**Exercise task**
Rewrite the entries below with every "even-odd fill" changed to "nonzero fill" and nothing else altered. Leave the pictures out of your version.

════════

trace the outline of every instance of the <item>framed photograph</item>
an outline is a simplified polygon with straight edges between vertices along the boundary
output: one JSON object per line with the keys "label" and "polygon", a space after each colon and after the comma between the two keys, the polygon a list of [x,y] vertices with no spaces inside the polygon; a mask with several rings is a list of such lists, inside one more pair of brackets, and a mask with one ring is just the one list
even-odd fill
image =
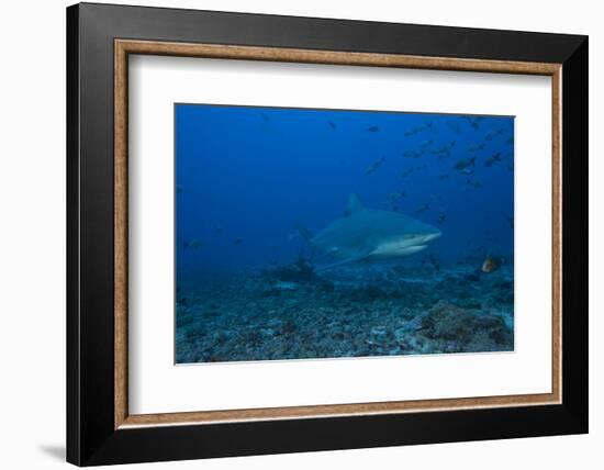
{"label": "framed photograph", "polygon": [[588,432],[585,36],[83,3],[67,61],[68,461]]}

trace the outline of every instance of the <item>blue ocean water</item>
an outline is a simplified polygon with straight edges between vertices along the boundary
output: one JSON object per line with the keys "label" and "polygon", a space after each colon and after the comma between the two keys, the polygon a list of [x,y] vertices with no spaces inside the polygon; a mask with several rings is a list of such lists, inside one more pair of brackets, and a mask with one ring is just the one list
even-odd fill
{"label": "blue ocean water", "polygon": [[[175,132],[177,361],[513,349],[512,116],[177,104]],[[321,271],[297,227],[350,194],[441,236]]]}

════════

**The result**
trace the outline of every instance of the <item>framed photograph</item>
an outline is a simplified polygon with straight edges between vertices along the boundary
output: one JSON object per line with the keys "label" and "polygon", a space after each colon and after the comma between the two keys, the polygon a list of [x,y] vertices with no spaces inside the polygon; a mask with several rings is a list of such lists, inside one more pair of brackets, and a mask with one ring is just the one list
nonzero fill
image =
{"label": "framed photograph", "polygon": [[588,432],[585,36],[83,3],[67,61],[68,461]]}

trace the outline of every instance of the <item>blue ocean water</item>
an outline is a simplified polygon with straight edges between vertices along the boundary
output: one JSON object per line with the keys "label" and "polygon", a space after each colon and after the comma between the two keys, the polygon a list of [x,y] vertices with no spaces inside the polygon; a mask with several rings is a list of such lists, inside one more pair of brackets, and a mask with one ring is just the one list
nonzero fill
{"label": "blue ocean water", "polygon": [[[175,132],[177,361],[513,349],[512,116],[177,104]],[[321,271],[297,227],[350,194],[441,236]]]}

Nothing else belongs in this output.